- _Data provided_
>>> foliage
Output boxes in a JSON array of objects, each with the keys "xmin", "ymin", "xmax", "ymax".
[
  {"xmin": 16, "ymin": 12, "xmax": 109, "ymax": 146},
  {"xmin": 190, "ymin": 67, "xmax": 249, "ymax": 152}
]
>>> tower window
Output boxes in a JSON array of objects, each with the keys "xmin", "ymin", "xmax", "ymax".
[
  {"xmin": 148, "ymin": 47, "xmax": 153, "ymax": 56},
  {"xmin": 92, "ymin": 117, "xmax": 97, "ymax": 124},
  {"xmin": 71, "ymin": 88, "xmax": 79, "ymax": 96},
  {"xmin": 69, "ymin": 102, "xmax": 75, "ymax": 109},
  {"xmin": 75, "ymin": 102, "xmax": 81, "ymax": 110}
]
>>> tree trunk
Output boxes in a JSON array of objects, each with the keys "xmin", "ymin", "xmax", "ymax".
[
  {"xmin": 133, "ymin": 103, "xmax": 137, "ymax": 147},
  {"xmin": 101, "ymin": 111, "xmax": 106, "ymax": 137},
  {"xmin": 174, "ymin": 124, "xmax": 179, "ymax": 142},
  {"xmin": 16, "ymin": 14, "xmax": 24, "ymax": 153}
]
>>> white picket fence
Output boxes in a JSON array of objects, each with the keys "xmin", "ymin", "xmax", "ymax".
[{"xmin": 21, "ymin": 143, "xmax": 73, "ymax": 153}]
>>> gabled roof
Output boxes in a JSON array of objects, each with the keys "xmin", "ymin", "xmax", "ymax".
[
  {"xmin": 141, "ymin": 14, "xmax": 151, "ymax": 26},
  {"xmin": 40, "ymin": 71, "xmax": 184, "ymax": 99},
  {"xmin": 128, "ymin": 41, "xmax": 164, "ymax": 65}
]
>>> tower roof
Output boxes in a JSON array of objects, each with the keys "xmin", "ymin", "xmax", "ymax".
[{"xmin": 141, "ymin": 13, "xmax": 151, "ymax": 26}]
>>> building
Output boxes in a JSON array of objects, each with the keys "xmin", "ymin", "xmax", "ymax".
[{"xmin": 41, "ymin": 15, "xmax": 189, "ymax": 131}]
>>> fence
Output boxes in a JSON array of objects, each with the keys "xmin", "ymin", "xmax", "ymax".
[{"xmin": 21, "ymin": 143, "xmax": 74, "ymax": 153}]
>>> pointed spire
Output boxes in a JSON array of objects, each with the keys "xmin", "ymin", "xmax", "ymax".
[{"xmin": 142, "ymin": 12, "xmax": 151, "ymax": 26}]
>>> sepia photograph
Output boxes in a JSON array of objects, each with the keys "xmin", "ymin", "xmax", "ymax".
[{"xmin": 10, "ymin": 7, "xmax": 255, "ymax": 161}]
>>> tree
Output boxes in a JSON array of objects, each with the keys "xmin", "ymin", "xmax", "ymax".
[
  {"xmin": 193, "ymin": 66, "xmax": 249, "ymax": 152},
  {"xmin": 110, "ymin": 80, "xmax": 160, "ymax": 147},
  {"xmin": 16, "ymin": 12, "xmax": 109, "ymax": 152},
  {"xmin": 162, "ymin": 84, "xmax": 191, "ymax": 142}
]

- _Set task_
Format the stretch from the line containing "white picket fence" through the end of the listing as a Markdown table with the columns Row and Line. Put one line of the listing in each row, number the rows in order, and leave out blank lines.

- _Result of this exercise_
| Row | Line |
|---|---|
| 1 | >>> white picket fence |
| 2 | Output boxes in a JSON array of objects, each with the keys "xmin", "ymin", "xmax", "ymax". |
| 3 | [{"xmin": 21, "ymin": 143, "xmax": 73, "ymax": 153}] |
| 4 | >>> gabled roof |
| 5 | Output boxes in a JSON array of objects, each with the keys "xmin", "ymin", "xmax", "ymax". |
| 6 | [ |
| 7 |   {"xmin": 141, "ymin": 14, "xmax": 151, "ymax": 26}, |
| 8 |   {"xmin": 40, "ymin": 71, "xmax": 184, "ymax": 99}, |
| 9 |   {"xmin": 128, "ymin": 41, "xmax": 164, "ymax": 65} |
| 10 | ] |
| 11 | >>> tower roof |
| 12 | Output boxes in a JSON array of objects, each with the keys "xmin", "ymin", "xmax", "ymax". |
| 13 | [{"xmin": 141, "ymin": 13, "xmax": 151, "ymax": 26}] |
| 14 | >>> building |
| 15 | Output boxes in a JSON array of objects, each with the keys "xmin", "ymin", "xmax", "ymax". |
| 16 | [{"xmin": 41, "ymin": 15, "xmax": 189, "ymax": 131}] |
| 17 | >>> fence |
| 18 | Output boxes in a JSON array of objects, each with the keys "xmin", "ymin", "xmax", "ymax". |
| 19 | [{"xmin": 21, "ymin": 143, "xmax": 74, "ymax": 153}] |
| 20 | >>> pointed spire |
| 21 | Output boxes in a JSON array of objects, each with the keys "xmin", "ymin", "xmax", "ymax". |
| 22 | [{"xmin": 142, "ymin": 12, "xmax": 151, "ymax": 26}] |
| 23 | >>> sepia photograph |
| 24 | Output boxes in a JSON array of objects, each with the keys "xmin", "ymin", "xmax", "ymax". |
| 25 | [{"xmin": 10, "ymin": 7, "xmax": 255, "ymax": 161}] |
| 26 | >>> tree |
| 27 | Output boxes in a JSON array of objects, each with the keys "xmin", "ymin", "xmax", "ymax". |
| 28 | [ |
| 29 |   {"xmin": 193, "ymin": 66, "xmax": 249, "ymax": 152}, |
| 30 |   {"xmin": 110, "ymin": 80, "xmax": 160, "ymax": 147}, |
| 31 |   {"xmin": 16, "ymin": 12, "xmax": 109, "ymax": 152}, |
| 32 |   {"xmin": 162, "ymin": 84, "xmax": 191, "ymax": 142} |
| 33 | ] |